(WHAT IS BEING ASKED): In the entries below, which lines run from the one containing "the woman's arm" to the one containing "[[14, 198]]"? Copy exactly those lines, ends included, and no others.

(Image-grounded pointing data)
□ □ □ □ □

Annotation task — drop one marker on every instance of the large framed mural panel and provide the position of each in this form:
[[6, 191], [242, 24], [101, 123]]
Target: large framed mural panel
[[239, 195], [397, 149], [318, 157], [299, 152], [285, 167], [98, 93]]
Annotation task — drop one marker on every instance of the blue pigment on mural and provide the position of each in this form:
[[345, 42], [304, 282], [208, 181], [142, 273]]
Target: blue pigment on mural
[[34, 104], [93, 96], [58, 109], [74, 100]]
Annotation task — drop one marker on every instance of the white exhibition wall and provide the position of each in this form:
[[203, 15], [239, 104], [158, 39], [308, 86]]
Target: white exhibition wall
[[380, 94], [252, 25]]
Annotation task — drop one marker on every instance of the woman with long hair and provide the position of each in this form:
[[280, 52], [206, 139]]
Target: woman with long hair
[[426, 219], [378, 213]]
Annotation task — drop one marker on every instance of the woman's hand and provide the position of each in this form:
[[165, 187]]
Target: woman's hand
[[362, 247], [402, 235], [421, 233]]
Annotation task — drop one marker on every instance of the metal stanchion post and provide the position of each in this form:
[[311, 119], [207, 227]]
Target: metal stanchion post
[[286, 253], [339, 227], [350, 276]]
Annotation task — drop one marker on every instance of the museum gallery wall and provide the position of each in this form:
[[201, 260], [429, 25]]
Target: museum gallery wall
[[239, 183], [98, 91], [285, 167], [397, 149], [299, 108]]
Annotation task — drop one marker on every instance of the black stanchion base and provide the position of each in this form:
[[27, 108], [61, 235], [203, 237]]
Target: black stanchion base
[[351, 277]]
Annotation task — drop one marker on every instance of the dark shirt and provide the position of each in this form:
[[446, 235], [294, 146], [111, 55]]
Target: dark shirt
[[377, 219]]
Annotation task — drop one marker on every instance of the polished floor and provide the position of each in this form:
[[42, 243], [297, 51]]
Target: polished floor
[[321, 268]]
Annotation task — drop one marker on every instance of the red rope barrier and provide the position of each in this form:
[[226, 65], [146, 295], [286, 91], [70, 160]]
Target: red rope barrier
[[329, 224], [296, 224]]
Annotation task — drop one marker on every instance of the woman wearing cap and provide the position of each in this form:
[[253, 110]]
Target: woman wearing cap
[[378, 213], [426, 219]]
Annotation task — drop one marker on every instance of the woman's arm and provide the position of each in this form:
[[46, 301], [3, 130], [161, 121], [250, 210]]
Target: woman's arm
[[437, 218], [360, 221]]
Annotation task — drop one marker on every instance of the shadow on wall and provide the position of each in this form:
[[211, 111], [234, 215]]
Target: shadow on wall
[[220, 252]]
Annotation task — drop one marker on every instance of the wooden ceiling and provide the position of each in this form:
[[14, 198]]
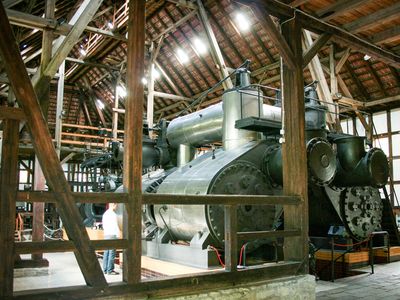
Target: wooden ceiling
[[94, 75]]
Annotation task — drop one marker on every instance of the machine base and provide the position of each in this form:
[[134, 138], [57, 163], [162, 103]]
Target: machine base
[[181, 254]]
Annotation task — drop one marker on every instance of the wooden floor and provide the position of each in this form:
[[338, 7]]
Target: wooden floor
[[64, 271]]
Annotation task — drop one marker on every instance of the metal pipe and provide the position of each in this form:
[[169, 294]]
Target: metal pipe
[[205, 126], [185, 155]]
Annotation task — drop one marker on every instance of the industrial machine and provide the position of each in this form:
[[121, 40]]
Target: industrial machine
[[344, 177]]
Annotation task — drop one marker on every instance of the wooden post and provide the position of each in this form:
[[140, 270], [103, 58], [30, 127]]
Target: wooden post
[[294, 148], [38, 208], [133, 141], [230, 238], [8, 194], [47, 156], [39, 180], [59, 107], [115, 111]]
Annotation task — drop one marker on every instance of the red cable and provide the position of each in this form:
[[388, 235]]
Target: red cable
[[218, 256], [241, 252], [351, 245]]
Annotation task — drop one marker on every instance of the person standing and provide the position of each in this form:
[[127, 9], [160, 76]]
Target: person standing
[[111, 231]]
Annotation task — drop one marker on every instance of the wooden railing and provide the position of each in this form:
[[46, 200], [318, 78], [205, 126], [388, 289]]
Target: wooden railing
[[227, 277]]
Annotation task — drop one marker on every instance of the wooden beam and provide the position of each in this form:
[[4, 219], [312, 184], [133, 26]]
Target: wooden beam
[[387, 36], [47, 156], [63, 46], [132, 179], [67, 158], [8, 190], [220, 199], [297, 3], [22, 19], [293, 147], [284, 11], [65, 246], [59, 107], [317, 74], [338, 8], [173, 285], [342, 61], [11, 113], [374, 19], [174, 26], [215, 50], [11, 3], [275, 36], [315, 47], [383, 101]]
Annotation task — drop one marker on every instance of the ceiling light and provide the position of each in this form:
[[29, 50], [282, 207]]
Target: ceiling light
[[82, 51], [182, 56], [121, 91], [242, 22], [200, 46], [100, 104]]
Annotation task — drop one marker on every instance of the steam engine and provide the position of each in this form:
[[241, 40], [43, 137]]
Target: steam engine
[[343, 176]]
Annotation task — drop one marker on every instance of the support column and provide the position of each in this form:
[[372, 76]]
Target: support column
[[294, 149], [133, 142], [8, 194], [39, 180], [115, 111], [59, 109]]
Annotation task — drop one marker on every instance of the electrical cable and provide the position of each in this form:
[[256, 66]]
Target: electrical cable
[[165, 223], [218, 256]]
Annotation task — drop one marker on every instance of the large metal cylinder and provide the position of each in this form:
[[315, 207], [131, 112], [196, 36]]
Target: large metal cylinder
[[196, 129], [239, 105], [358, 167], [221, 173], [321, 162], [205, 126]]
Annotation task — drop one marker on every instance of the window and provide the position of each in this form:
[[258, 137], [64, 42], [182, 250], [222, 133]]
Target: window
[[380, 122]]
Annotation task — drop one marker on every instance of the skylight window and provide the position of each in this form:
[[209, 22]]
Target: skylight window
[[121, 91], [242, 22], [182, 56], [82, 51], [200, 46], [156, 74], [100, 104]]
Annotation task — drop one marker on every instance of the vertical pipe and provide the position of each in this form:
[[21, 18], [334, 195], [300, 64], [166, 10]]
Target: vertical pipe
[[150, 100], [133, 141], [8, 194]]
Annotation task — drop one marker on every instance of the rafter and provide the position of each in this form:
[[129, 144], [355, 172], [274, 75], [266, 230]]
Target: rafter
[[338, 8], [275, 36], [374, 19]]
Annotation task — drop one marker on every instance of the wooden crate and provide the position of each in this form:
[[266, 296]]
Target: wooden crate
[[381, 255], [350, 258], [94, 234]]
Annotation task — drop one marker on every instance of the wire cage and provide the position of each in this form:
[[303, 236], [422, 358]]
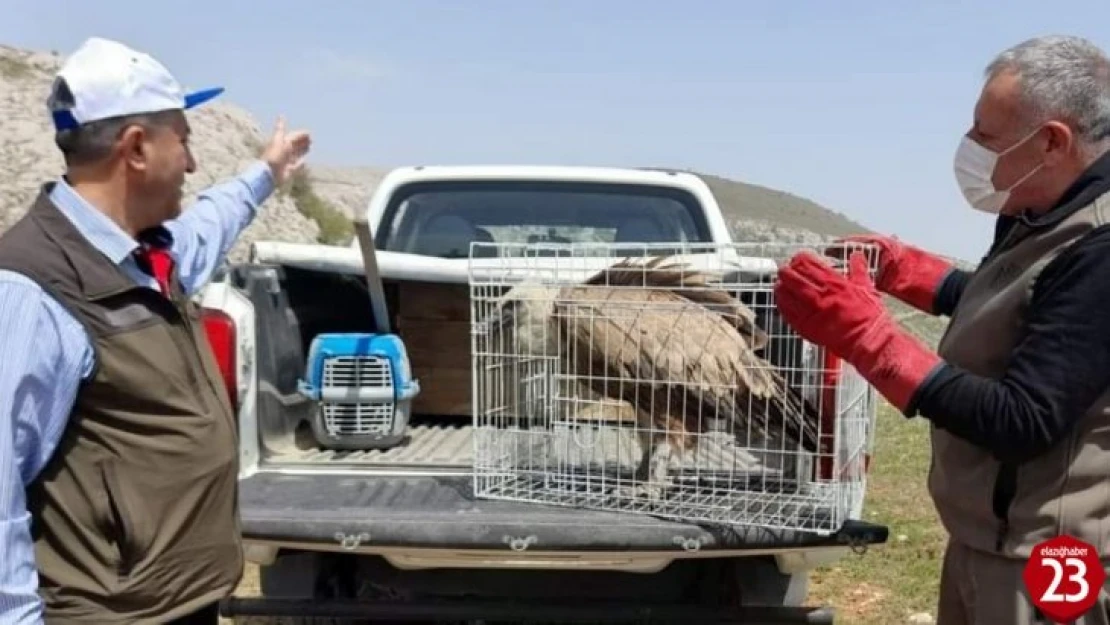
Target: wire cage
[[659, 380]]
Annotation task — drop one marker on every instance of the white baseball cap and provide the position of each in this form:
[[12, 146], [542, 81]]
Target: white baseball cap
[[104, 79]]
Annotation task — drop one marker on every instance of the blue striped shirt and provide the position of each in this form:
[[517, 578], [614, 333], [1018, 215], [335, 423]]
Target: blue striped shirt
[[47, 353]]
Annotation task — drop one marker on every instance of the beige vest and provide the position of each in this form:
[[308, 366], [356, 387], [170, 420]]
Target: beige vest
[[134, 516], [1067, 490]]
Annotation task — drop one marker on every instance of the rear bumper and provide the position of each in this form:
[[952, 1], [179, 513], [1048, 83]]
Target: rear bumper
[[382, 514], [531, 612]]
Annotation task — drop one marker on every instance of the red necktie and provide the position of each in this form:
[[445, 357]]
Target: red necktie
[[159, 263]]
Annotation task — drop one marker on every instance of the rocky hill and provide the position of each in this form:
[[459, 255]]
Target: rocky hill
[[225, 138], [320, 203]]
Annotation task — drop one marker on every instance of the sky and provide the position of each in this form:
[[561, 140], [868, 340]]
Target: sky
[[857, 106]]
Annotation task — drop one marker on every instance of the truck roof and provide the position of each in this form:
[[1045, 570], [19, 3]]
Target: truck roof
[[589, 173]]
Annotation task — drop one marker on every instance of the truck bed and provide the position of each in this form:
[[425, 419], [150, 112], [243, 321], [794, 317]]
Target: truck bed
[[397, 511]]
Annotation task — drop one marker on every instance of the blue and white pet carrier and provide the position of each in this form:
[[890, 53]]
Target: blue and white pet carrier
[[363, 386]]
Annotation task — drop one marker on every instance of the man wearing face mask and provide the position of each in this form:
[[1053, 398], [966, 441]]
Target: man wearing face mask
[[1018, 395]]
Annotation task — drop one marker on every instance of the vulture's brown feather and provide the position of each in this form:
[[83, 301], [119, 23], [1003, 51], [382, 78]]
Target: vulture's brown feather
[[680, 351]]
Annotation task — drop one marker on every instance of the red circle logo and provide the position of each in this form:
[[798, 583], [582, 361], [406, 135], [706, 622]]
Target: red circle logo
[[1063, 576]]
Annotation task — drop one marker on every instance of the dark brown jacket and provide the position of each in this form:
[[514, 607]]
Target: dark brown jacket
[[1009, 507], [135, 514]]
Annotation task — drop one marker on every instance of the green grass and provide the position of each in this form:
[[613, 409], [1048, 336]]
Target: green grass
[[890, 582]]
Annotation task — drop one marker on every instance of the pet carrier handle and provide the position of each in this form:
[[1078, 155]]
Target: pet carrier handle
[[373, 278]]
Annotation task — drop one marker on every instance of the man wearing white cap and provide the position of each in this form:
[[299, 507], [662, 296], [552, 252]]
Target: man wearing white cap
[[118, 442]]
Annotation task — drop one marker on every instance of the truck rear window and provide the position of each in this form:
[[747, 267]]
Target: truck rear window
[[441, 219]]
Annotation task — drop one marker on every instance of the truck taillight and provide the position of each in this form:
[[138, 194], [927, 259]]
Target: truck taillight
[[221, 334]]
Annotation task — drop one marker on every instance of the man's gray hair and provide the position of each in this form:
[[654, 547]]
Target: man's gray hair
[[1065, 78]]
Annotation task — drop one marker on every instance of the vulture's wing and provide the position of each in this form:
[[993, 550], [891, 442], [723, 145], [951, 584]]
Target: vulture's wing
[[633, 342], [688, 283]]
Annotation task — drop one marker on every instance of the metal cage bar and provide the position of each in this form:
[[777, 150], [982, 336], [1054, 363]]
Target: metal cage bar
[[658, 379]]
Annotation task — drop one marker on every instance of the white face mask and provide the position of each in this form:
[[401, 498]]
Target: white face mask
[[975, 168]]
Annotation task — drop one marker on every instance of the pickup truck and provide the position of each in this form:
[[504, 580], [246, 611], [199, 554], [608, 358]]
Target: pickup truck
[[352, 522]]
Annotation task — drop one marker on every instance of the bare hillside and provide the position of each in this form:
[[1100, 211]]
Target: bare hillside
[[319, 204], [225, 138]]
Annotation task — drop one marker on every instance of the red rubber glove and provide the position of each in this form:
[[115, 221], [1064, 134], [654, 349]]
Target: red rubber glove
[[846, 315], [905, 272]]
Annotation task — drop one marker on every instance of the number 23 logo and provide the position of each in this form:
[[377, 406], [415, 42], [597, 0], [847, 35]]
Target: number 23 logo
[[1078, 574]]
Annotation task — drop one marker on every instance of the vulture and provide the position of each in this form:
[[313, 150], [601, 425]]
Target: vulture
[[683, 353]]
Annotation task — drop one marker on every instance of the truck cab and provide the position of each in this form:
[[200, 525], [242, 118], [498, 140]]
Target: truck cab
[[350, 510]]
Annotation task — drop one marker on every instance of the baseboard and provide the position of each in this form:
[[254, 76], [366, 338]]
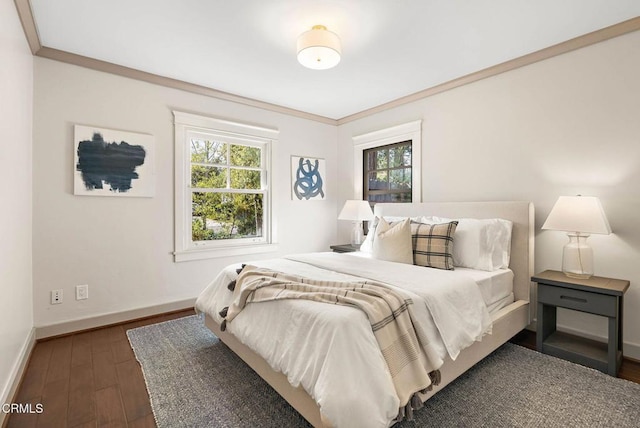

□ □ □ □ □

(EXPECTED ANSWER):
Annotation task — drop one marker on every instance of the woman's arm and provide the position of each in this form:
[[46, 301], [3, 130], [161, 121], [250, 210]]
Target: woman's arm
[[437, 218], [360, 221]]
Annotation task — drop one marker on every instance of the shadow on wall and provide the position of each in this form:
[[211, 111], [234, 215]]
Target: shadow on wall
[[220, 252]]
Annotation task — drop one marker on every instance of the wooden ceiling and provide the position of each in this form:
[[14, 198]]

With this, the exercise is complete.